GIVEN TEXT:

So in that year off that I had, I also did some work with disabled advocacy. So I went and joined the access committee at Oxford City Council, after a complaint with a taxi driver got picked up, and they sort of seized on me and said “You’re young, you’re articulate”; so I said “OK, if you say so”. And after that, I then had this job at Oxford, and then they found out that I’d been doing this stuff with the council, so I got sat on a committee at Oxford, looking at how they would do retrofits of building, any access issues, working alongside – because Oxford, much like Cambridge, takes up half the city, so any access issues have to be dealt with within the context of the city as well – so I started chipping in on this, and I quite enjoyed it, because you have all these architects that come in, and they’re all fancy, and are like, “Yeah, we’ve come up with this amazing building”, and I’m like, “Yeah, but how do I get there?” And they’re like, “Oh. We hadn’t really thought of that.” “Well, there you go, you can go and redesign that, then.” So it’s quite nice, like a little bit of a feeling of power.
So as part of my campaigning work, I actually used the local paper to try and save somebody’s job in the budget cuts. She was a Disability Access Adviser for the council. And I used the paper, and basically sent a thousand emails to the head of the council, to the point where he emailed, and said “Stop, my inbox isn’t working.” I said, “Well, that’s the point, obviously there’s an issue here.” So one of the editors at the paper then said, “Would you like to write a column?” I thought, “Ooh – I don’t know if I’m a natural journalist, but I’ll give it a go.” So I wrote my first column, and I was just saying to Gary earlier that my first column was: I’m not actually six foot wide, you don’t need to dive into the road to avoid me, I’m about the same width as a pram. And this was taken quite well by the editor, and I’ve now been doing that for nearly a year.

DATA FOR REVIEW:
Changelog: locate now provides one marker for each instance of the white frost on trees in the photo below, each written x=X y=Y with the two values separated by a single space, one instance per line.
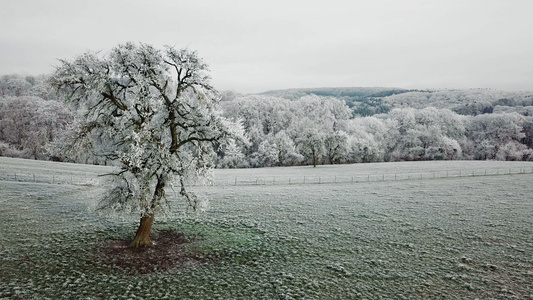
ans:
x=153 y=112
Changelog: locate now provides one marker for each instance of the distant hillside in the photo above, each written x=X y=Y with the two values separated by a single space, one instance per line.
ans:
x=365 y=101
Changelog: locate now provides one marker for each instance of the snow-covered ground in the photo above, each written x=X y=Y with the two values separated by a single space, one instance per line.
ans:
x=433 y=231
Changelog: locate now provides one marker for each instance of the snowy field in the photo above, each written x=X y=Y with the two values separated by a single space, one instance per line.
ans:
x=417 y=230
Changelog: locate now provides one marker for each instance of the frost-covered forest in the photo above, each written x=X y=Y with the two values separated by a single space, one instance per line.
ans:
x=310 y=126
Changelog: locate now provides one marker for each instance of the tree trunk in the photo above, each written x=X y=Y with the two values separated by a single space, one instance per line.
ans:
x=142 y=237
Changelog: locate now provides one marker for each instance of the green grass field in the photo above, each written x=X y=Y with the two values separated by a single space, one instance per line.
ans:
x=419 y=230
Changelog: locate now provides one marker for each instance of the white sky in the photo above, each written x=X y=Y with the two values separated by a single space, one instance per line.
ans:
x=254 y=46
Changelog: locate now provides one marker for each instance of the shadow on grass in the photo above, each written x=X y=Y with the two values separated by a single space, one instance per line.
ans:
x=172 y=252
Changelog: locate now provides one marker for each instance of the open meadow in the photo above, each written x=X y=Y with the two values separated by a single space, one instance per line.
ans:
x=413 y=230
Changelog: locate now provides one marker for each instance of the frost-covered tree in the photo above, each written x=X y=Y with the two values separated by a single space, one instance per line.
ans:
x=151 y=111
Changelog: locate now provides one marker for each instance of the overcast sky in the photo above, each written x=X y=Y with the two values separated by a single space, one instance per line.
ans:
x=254 y=46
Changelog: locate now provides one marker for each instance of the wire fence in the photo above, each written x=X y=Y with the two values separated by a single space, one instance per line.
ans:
x=359 y=178
x=50 y=179
x=283 y=180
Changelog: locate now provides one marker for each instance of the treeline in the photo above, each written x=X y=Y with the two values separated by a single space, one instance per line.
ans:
x=31 y=118
x=321 y=130
x=299 y=127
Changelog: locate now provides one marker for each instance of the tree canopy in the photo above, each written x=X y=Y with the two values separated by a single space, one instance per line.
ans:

AIM OF THE TASK: In the account of disability advocacy work, list every remark that the speaker quotes another person or group as saying, and give who said each one.

RESPONSE TO THE TASK:
- "You're young, you're articulate": the access committee at Oxford City Council
- "Yeah, we've come up with this amazing building": the architects
- "Oh. We hadn't really thought of that.": the architects
- "Stop, my inbox isn't working.": the head of the council
- "Would you like to write a column?": one of the editors at the paper